__Items from a dataset__.
>>>>>

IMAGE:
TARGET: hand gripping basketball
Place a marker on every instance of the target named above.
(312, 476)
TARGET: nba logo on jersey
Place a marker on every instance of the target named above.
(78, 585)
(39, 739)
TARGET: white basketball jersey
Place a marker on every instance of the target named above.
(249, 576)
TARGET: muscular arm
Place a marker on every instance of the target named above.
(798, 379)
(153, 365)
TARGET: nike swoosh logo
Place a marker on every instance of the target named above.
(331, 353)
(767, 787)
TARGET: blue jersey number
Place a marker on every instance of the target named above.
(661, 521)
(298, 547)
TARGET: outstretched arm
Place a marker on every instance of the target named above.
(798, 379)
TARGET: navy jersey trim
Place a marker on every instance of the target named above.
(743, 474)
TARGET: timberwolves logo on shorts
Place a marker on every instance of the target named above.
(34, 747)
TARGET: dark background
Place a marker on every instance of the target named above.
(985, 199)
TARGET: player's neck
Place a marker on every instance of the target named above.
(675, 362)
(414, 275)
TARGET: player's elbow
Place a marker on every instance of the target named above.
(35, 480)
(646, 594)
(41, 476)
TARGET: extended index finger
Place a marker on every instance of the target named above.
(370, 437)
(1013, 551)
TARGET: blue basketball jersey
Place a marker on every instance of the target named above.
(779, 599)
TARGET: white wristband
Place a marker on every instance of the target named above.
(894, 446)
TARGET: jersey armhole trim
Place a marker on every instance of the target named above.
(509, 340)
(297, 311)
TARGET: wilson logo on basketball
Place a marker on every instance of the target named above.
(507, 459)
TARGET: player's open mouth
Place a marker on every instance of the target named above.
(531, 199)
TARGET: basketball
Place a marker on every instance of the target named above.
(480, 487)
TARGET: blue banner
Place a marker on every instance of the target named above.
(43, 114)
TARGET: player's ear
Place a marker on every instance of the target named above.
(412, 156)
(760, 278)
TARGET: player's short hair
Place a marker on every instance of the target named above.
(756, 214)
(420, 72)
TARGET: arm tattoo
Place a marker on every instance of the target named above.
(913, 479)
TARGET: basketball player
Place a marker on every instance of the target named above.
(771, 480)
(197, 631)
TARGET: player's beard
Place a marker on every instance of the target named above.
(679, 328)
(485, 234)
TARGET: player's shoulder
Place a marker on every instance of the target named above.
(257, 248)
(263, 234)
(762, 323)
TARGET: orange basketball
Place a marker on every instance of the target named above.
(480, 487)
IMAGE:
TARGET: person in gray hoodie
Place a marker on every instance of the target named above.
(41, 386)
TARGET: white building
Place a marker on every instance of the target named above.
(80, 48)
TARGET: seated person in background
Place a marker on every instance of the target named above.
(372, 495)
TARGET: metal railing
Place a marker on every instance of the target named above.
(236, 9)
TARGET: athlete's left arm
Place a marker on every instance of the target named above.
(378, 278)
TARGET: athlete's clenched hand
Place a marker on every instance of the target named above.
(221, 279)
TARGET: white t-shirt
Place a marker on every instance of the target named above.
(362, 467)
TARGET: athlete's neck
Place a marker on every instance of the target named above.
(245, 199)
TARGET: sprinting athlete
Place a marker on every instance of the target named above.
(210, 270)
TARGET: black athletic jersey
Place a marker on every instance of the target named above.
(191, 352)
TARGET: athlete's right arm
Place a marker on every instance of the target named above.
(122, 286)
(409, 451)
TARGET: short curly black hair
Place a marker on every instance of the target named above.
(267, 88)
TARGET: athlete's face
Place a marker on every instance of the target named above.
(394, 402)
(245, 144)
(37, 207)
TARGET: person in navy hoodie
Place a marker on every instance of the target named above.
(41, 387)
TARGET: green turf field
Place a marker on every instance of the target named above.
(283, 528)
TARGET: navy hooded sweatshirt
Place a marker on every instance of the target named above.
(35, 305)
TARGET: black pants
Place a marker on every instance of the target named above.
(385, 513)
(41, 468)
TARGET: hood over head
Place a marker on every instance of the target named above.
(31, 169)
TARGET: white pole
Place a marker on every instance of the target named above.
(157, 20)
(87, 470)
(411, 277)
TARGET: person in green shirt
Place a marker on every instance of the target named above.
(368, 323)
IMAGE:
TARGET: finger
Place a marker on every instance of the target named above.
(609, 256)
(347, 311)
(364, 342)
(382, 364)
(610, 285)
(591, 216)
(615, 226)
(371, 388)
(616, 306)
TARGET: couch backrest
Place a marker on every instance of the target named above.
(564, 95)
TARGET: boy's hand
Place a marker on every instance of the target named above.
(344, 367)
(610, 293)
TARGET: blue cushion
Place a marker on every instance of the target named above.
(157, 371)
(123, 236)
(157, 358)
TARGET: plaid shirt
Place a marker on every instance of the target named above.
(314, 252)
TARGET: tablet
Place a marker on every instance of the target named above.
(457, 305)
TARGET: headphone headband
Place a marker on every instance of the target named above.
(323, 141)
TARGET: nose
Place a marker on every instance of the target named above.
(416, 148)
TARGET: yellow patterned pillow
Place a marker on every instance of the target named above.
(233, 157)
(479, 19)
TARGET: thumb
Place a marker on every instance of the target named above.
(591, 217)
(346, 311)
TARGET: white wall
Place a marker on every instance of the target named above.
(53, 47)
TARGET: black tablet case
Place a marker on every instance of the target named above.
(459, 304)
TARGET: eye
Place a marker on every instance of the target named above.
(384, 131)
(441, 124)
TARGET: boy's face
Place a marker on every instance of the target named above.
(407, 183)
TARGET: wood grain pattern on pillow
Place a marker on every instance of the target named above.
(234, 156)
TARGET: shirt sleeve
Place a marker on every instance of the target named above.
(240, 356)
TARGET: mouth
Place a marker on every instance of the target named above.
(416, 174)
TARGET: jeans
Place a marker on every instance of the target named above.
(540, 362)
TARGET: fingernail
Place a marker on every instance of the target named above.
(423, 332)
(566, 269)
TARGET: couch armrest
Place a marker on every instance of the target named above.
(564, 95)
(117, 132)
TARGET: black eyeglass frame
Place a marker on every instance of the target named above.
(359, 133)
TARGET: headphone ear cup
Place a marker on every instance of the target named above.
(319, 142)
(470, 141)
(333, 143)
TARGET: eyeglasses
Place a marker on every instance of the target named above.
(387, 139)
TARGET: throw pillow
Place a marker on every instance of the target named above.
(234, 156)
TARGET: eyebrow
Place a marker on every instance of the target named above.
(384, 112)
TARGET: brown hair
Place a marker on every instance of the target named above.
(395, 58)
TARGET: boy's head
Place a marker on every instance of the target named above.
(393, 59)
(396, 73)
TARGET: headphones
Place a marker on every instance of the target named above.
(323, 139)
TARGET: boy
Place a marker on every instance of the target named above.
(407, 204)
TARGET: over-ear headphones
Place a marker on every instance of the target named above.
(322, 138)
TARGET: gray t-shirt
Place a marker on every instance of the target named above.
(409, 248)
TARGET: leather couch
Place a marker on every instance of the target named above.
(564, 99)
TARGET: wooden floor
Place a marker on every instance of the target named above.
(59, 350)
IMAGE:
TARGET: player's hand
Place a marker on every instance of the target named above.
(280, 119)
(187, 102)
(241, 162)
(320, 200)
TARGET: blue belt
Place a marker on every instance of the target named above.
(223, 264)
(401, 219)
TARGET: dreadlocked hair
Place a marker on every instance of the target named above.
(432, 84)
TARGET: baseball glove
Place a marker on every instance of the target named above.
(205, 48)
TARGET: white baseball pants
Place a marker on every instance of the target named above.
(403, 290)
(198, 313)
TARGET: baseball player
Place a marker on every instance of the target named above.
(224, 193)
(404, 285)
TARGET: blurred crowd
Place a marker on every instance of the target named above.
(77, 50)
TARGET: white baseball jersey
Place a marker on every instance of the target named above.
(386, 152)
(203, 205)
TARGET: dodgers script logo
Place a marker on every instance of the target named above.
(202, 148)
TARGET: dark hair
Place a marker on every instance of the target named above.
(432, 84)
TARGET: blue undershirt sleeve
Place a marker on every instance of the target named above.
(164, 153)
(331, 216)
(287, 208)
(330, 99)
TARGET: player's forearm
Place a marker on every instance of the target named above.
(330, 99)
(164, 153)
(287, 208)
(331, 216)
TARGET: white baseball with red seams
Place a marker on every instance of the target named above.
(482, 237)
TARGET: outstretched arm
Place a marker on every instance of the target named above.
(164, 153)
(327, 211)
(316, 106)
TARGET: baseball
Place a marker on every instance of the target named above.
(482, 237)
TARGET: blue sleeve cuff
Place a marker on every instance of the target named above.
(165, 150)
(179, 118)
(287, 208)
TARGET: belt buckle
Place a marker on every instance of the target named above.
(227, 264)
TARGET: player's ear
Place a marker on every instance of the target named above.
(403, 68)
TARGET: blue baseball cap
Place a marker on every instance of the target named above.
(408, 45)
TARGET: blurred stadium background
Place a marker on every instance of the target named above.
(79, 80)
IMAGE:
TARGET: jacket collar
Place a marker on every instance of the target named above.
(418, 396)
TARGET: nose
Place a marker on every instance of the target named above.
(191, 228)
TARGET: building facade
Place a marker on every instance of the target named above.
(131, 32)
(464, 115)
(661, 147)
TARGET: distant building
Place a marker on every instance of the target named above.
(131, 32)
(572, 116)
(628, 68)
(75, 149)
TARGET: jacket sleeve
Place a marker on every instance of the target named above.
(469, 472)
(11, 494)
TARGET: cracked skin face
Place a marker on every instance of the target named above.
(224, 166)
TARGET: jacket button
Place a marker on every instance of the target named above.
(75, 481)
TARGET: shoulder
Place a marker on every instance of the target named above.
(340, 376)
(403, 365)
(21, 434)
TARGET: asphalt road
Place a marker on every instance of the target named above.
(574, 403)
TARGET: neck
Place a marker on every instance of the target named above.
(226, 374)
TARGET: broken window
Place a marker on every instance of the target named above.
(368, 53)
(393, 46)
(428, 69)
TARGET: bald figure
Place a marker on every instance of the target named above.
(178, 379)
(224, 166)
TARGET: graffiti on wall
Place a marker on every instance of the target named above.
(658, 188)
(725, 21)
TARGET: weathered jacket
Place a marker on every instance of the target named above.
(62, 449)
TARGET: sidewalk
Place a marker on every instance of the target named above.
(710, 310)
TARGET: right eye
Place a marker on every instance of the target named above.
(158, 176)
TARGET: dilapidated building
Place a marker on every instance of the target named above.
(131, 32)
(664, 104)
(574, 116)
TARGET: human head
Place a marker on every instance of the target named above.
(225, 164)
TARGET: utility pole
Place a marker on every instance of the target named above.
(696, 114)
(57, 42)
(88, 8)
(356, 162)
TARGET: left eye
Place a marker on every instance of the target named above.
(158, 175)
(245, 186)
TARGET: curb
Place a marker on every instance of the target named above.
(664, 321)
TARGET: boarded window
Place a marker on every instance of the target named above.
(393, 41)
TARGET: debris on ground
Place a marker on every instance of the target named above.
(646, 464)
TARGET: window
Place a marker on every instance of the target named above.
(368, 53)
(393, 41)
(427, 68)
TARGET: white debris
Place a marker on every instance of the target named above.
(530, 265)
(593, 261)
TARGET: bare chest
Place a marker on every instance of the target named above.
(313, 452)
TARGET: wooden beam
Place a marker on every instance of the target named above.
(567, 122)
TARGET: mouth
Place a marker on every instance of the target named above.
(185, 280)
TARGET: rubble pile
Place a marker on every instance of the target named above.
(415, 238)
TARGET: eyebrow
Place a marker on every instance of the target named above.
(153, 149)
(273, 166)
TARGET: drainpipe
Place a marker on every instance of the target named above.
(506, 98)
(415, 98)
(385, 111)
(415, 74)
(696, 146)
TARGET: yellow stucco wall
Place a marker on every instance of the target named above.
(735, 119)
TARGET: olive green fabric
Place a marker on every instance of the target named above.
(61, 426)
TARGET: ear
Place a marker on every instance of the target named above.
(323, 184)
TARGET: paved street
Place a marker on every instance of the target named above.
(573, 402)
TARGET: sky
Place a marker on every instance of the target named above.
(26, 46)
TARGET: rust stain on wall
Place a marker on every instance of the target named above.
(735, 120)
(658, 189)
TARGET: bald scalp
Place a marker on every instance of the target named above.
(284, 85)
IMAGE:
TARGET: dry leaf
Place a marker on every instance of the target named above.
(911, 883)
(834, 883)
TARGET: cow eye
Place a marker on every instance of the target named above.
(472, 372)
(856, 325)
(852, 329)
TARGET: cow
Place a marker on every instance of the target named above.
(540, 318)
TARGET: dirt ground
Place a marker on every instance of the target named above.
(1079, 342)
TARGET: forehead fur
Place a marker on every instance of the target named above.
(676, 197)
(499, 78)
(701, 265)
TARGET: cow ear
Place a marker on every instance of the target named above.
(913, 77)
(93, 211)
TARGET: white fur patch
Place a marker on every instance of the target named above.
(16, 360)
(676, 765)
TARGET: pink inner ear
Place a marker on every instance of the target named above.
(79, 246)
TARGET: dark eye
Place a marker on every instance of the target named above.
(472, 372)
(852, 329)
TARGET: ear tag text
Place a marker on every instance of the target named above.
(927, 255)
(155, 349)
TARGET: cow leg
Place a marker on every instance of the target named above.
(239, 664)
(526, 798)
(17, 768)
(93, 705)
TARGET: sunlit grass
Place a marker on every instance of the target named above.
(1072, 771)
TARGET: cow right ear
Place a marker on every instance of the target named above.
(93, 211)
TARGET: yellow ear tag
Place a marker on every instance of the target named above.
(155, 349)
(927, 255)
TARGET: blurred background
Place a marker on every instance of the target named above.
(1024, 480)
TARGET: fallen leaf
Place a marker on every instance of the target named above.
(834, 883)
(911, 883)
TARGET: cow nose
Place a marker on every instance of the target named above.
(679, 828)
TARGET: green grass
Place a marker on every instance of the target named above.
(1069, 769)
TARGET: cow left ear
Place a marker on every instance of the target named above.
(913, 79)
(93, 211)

<<<<<

__What the task requires__.
Repeat exactly the lines above from the line that contains "TARGET: dirt ground" through the end. Include both of these ends; leave out everything else.

__Result of this task__.
TARGET: dirt ground
Place a marker on every instance of the target named above.
(1079, 342)
TARGET: forehead fur
Place a marker on every instance of the target named above.
(676, 197)
(499, 78)
(701, 265)
TARGET: cow ear
Place a marker on every instance of the target named above.
(913, 77)
(93, 211)
TARGET: white fur patch
Place a marker on every instance of the target named above.
(16, 360)
(676, 765)
TARGET: pink inner ear
Place a marker on every instance of the target named above.
(79, 246)
TARGET: dark eye
Place a marker on every instance of the target named above.
(472, 372)
(852, 329)
TARGET: ear tag text
Place a marker on every instance of the target named above.
(927, 255)
(155, 349)
TARGET: cow leg
Place a marker on every instance of the target named above.
(239, 664)
(526, 798)
(17, 768)
(93, 705)
TARGET: sunlit grass
Place a marker on every instance of the target named above.
(1072, 771)
TARGET: cow right ear
Place a marker on every instance of the target named above.
(93, 211)
TARGET: yellow ear tag
Place a marker on every instance of the target named above.
(155, 349)
(927, 255)
TARGET: blurred background
Place a marker on every instance of the target named above.
(1024, 480)
TARGET: fallen leaf
Place a marker on every instance of the target named above.
(834, 883)
(911, 883)
TARGET: cow nose
Place a marker on every instance of the target named above.
(679, 828)
TARGET: green grass
Place a marker on every instance of the target named above.
(1069, 769)
TARGET: cow left ear
Place a marker on every instance of the target named above.
(913, 79)
(93, 211)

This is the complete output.